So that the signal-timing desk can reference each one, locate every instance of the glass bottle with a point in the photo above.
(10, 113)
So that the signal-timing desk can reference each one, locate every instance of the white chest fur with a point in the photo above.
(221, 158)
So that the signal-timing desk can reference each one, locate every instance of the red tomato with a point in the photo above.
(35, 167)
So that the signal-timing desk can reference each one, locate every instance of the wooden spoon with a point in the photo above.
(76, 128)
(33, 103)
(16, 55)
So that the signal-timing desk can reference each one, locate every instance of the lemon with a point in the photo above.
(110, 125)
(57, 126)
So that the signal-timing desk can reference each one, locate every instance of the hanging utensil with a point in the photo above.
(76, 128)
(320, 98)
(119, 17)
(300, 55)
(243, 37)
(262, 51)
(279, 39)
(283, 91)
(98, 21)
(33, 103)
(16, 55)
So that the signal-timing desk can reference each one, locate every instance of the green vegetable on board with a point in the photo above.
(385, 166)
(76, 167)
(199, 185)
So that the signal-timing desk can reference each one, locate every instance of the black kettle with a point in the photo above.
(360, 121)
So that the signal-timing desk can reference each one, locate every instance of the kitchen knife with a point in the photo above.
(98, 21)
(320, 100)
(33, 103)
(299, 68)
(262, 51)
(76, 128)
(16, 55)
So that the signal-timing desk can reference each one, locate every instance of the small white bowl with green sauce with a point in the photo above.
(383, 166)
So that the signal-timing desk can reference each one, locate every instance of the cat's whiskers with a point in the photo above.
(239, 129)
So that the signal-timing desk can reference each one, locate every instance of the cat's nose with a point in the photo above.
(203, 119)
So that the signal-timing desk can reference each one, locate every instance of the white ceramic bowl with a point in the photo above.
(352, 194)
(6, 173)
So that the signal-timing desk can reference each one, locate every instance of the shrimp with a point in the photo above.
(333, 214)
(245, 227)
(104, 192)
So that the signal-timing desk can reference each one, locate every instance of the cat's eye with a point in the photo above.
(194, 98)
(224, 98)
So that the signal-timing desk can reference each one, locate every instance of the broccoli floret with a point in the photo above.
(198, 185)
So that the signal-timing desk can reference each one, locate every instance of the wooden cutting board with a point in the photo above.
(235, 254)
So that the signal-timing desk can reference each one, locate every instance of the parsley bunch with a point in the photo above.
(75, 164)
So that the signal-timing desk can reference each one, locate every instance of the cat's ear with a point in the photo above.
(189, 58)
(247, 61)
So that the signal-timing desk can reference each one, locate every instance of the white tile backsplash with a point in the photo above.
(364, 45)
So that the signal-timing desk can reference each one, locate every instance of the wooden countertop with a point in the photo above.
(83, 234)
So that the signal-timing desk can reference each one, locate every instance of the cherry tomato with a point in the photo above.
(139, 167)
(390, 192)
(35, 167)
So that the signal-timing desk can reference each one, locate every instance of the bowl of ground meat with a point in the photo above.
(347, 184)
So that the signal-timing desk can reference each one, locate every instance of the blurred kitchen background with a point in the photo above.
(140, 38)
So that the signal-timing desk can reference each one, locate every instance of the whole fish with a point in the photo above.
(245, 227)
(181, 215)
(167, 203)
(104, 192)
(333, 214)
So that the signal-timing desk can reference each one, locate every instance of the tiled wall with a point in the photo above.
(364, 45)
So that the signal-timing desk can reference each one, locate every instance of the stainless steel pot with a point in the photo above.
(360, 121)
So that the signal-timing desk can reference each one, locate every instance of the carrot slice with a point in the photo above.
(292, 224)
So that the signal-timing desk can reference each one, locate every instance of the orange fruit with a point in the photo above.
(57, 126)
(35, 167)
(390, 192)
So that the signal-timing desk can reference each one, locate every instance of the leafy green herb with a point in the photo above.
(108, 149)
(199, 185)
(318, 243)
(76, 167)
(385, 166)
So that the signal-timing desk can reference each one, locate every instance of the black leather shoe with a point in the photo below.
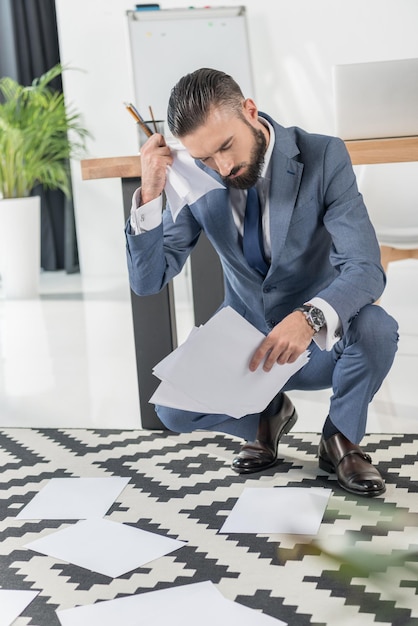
(354, 469)
(262, 453)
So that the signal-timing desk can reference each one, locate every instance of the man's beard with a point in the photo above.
(250, 176)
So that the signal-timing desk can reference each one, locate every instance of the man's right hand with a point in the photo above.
(155, 156)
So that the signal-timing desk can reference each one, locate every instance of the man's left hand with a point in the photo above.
(284, 344)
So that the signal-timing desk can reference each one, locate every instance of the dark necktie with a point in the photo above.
(252, 241)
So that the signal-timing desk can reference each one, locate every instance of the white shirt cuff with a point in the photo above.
(329, 334)
(147, 216)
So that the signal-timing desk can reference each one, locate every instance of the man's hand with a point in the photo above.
(155, 156)
(288, 340)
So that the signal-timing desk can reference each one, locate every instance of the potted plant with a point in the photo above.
(38, 135)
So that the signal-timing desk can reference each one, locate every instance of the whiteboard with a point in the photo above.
(169, 43)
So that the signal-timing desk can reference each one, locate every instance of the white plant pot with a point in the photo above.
(20, 247)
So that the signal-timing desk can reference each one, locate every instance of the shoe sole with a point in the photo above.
(286, 428)
(326, 466)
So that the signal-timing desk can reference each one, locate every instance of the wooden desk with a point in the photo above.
(390, 150)
(154, 318)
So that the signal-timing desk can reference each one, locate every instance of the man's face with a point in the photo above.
(233, 145)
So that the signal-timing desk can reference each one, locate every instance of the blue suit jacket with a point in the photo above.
(322, 241)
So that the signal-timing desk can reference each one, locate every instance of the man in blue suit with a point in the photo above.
(313, 286)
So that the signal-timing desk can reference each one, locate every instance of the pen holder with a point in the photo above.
(157, 126)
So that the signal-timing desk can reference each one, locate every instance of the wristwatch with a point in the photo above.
(313, 315)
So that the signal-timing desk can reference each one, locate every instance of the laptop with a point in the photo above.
(376, 99)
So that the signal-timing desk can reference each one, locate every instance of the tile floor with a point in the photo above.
(67, 359)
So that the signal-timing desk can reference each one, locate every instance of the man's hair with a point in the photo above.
(195, 94)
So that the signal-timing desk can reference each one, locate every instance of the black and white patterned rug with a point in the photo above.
(361, 568)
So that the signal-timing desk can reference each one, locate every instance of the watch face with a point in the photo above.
(317, 317)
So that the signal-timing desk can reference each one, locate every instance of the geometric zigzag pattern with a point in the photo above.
(360, 569)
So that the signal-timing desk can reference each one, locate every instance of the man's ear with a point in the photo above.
(250, 110)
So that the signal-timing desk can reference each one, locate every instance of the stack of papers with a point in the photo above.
(209, 373)
(97, 544)
(186, 182)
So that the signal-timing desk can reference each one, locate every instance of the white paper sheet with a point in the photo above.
(12, 603)
(104, 546)
(198, 604)
(74, 498)
(186, 182)
(211, 368)
(290, 510)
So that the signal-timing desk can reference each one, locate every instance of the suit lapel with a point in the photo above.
(286, 175)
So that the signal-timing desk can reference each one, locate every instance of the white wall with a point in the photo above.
(293, 45)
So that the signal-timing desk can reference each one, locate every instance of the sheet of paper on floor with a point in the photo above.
(104, 546)
(288, 510)
(188, 605)
(74, 498)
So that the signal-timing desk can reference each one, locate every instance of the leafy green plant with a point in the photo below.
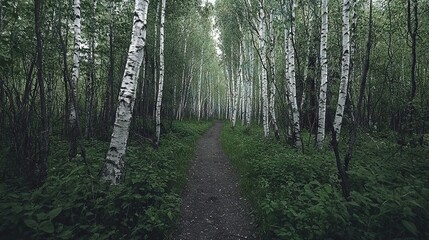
(75, 204)
(297, 196)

***

▸ **Goal**: Could you repeat all of the material exactly? Pictures should not be copied.

▸ **Full response**:
So that the signal-timing desk can reference each one, locate every instance of the glass bottle with a point in the photo above.
(10, 113)
So that the signal-timing desk can reference each one, locate every instance of the white chest fur with a point in the photo above.
(221, 158)
So that the signal-timing desk can reference each one, locate every instance of the red tomato with a point in the photo above.
(35, 167)
So that the signal-timing desk can reference each one, locate every instance of the wooden spoon with a point in the photo above.
(76, 128)
(33, 103)
(16, 55)
So that the signal-timing desk can reference each one, locate every instance of the lemon with a point in the photo above.
(110, 125)
(57, 126)
So that the signal-timing desk can reference each one, locate every instance of the hanging utensil with a point in the photo above.
(76, 128)
(320, 98)
(119, 17)
(300, 55)
(243, 37)
(262, 51)
(279, 39)
(283, 91)
(98, 21)
(33, 103)
(16, 55)
So that the signal-timing desk can reference each one, locate every instance of the green vegetable on board with a point in the photo above.
(385, 166)
(76, 167)
(199, 185)
So that the signal-timing desk can reference each one, locate every instance of the black kettle with a point in the photo above.
(360, 121)
So that the signal-timing desk can reference each one, locate every instance of the kitchen knife with a point in the photo above.
(98, 21)
(320, 100)
(33, 103)
(299, 68)
(262, 51)
(76, 128)
(16, 55)
So that the signal-timing desk can reference each one, locate every instance of the small white bowl with green sauce with a point in the photo above.
(383, 166)
So that the signal-timing desk can reference each one, locate every instance of the cat's whiskers with a point in the photo above.
(239, 129)
So that the signal-timing desk can reference each one, locate every instance of the cat's nose with a point in the photo above.
(203, 119)
So that the signal-timing desk can reference each one, locate every instance of the white ceramic bowl with a point in the photo above.
(352, 194)
(6, 173)
So that the signal-timing desk can reference each one, locate every instance of the shrimp with a point in the photo above.
(333, 214)
(245, 227)
(104, 192)
So that the signal-timing desk can reference each one, locate every instance of the cat's eye with a point in the photo above.
(194, 98)
(224, 98)
So that the signal-timing desk can reference each one, locate every instance of the broccoli floret with a point in the photo above.
(198, 185)
So that the signal-timing desk can reference each one, locate every instance of the wooden cutting board with a point in the photo above.
(235, 254)
So that the signal-timing desk can reference each one, locate every instance of the parsley bunch with a point in the photo above.
(75, 164)
So that the signal-timing desk can reference each one, locate every instance of the cat's ear with a point in the photo above.
(189, 58)
(247, 61)
So that the signal-timing desk can reference each one, locate every instance of the white tile backsplash with a point in the photo above.
(364, 45)
So that the signal-timing desk can reference each one, locate every instance of the wooden countertop with a point in the photo above.
(83, 234)
So that the signal-timing desk can reference each one, locate every instance of the cherry tomato with a point in the photo above.
(139, 167)
(390, 192)
(35, 167)
So that the signal-timing desk can reference each one, locate every instance of the bowl of ground meat with a point in the photo above.
(347, 184)
So that the signal-timing desk can reference each one, locate every instance of the blurred kitchen background with a point in the photo above.
(140, 38)
So that the signal-timing desk can reference each one, locate every instance of the whole fish with a point in the photo above.
(245, 227)
(181, 215)
(167, 203)
(104, 192)
(333, 214)
So that the signal-timing desk can reference each one, locate every instance of the tiled wall with a point in the photo above.
(364, 45)
So that the signal-timing desk can reference each one, locate every instance of the stainless steel pot with a point in the photo above.
(360, 121)
So that the signal-timing desk can reference each one, locate every instance of the carrot slice with a point in the photo above.
(292, 224)
So that the signal-timing desk can reference each one, locate every instance of the orange fruit with a point in the photo above.
(57, 126)
(35, 167)
(390, 192)
So that the signal-timing desk can reference each one, locate every instance of the leafy green herb with a point in the photo above.
(108, 149)
(199, 185)
(318, 243)
(76, 167)
(385, 166)
So that the signal-timing desk can reference each one, locate every instance of the black leather shoe with a point in the photo below.
(354, 469)
(262, 453)
So that the signal-timing desk can reference each one, locate every instance of the man's beard with a point in the photo above.
(250, 176)
So that the signal-timing desk can reference each one, locate every instance of the man's right hand with a point in the photo above.
(155, 156)
So that the signal-timing desk can reference each one, locate every instance of the man's left hand with a point in the photo above.
(284, 344)
So that the signal-timing desk can reference each one, locate every instance of the dark necktie with a point in the photo above.
(252, 241)
So that the signal-timing desk can reference each one, locate every instance of the white shirt cuff with a point in the photo above.
(329, 334)
(147, 216)
So that the signal-timing desk can reference each one, locate every instance of the man's hand with a point in the photo above.
(155, 156)
(288, 340)
So that the signal-timing desk can reference each one, locate every instance of the potted plant with a point in the photo above.
(38, 135)
So that the signal-timing desk can reference each one, locate every instance of the whiteboard with a point in the photo above.
(169, 43)
So that the signal-timing desk can reference each one, locate every instance of the white plant pot with a point in the photo above.
(20, 247)
So that the signal-timing desk can reference each one, locate every instance of the shoe sole with a point in the photo above.
(286, 428)
(326, 466)
So that the signal-timing desk can reference each one, locate every instance of the wooden desk with a point in the photo above.
(390, 150)
(154, 318)
So that the signal-timing desk can reference each one, locate every instance of the man's face with a point in the photo above.
(233, 145)
So that the signal-timing desk can reference each one, locate every instance of the blue suit jacket with a point in the photo above.
(322, 241)
So that the signal-timing desk can reference each one, locate every instance of the man in blue suit with a point in the photo above.
(313, 286)
So that the signal-timing desk can reference each one, locate every instance of the pen holder with a point in the photo above.
(157, 126)
So that the signal-timing desk can reference each one, locate every instance of the wristwatch with a point in the photo above.
(313, 315)
So that the signal-timing desk can reference each one, locate every instance of the laptop with a point in the photo above.
(376, 99)
So that the signal-timing desk can reference each one, locate every instance of the tile floor with a point in the photo above.
(67, 359)
So that the signal-timing desk can reference each one, locate every instance of the man's hair with a point in the photo above.
(195, 94)
So that the signal-timing desk can reference each one, locate every instance of the black and white patterned rug with a point in the photo above.
(361, 568)
So that the signal-timing desk can reference each one, locate every instance of the watch face with a point in the photo above.
(317, 317)
So that the signal-timing desk can reference each one, locate every instance of the geometric zigzag pattern with a point in the photo above.
(360, 569)
So that the signal-timing desk can reference each one, locate every instance of the man's ear with a point in the photo above.
(250, 110)
So that the signal-timing desk can reference each one, locate every instance of the stack of papers with a point in the photo above.
(209, 373)
(97, 544)
(186, 182)
So that the signal-timing desk can reference each one, locate every instance of the white paper sheet with a point in the photo above.
(12, 603)
(104, 546)
(198, 604)
(74, 498)
(186, 182)
(211, 368)
(290, 510)
So that the signal-timing desk can reference each one, locate every instance of the suit lapel with a point in the photo above.
(286, 175)
So that the signal-timing desk can reference each one, locate every instance of the white wall with a point in the photo above.
(293, 45)
So that the signal-timing desk can reference each one, locate every instance of the sheet of paper on floor with a point in the photo above.
(104, 546)
(288, 510)
(188, 605)
(74, 498)
So that the signal-timing desk can reference each one, locate every instance of the leafy green plant with a point in the photo below.
(75, 204)
(297, 196)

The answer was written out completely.